• _MATERIAL_
»»

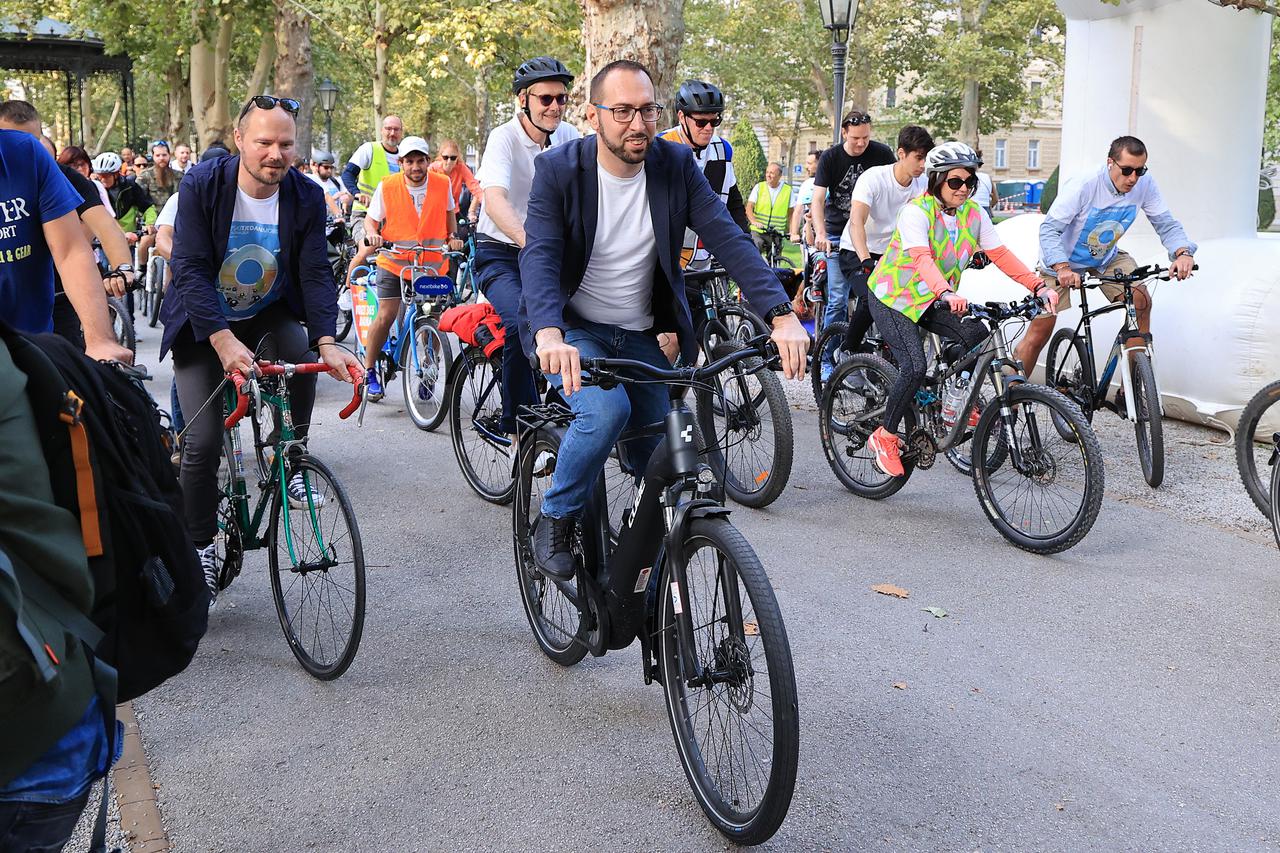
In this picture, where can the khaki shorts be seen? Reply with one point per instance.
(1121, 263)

««
»»

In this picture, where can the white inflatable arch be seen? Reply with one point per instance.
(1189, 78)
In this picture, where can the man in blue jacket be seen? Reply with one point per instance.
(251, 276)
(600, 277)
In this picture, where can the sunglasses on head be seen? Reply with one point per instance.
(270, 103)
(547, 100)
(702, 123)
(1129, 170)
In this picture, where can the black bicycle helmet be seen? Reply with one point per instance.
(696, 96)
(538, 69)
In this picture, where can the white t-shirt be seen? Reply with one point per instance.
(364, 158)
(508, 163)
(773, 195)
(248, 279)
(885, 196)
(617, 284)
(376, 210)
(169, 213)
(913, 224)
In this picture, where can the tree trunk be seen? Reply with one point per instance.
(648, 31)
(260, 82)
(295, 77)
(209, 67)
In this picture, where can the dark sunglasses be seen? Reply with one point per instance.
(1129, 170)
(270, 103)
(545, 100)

««

• _TASK DESCRIPTION_
Pull out every line of the items above that contains the word "where".

• _EXERCISE OUTPUT_
In this picture, where can the khaki shorts be seen? Reply with one point per instance.
In this picture, where can the white inflatable arch be seen? Reply with one point per instance.
In this picture, where can the man in blue jacket be seen? Reply with one point per instance.
In this picture, where can the sunglasses on head be seen? Reply with one point per instance.
In this picture, where can the black bicycle helmet be seen? Reply with one point per instance.
In this picture, where can the white t-shirt be seen? Reply with one point per instance.
In this picture, where can the tree trunk be seen? Reply with one point per instance.
In this picture, where can the dark sunglasses be seen? Reply with one point per instance.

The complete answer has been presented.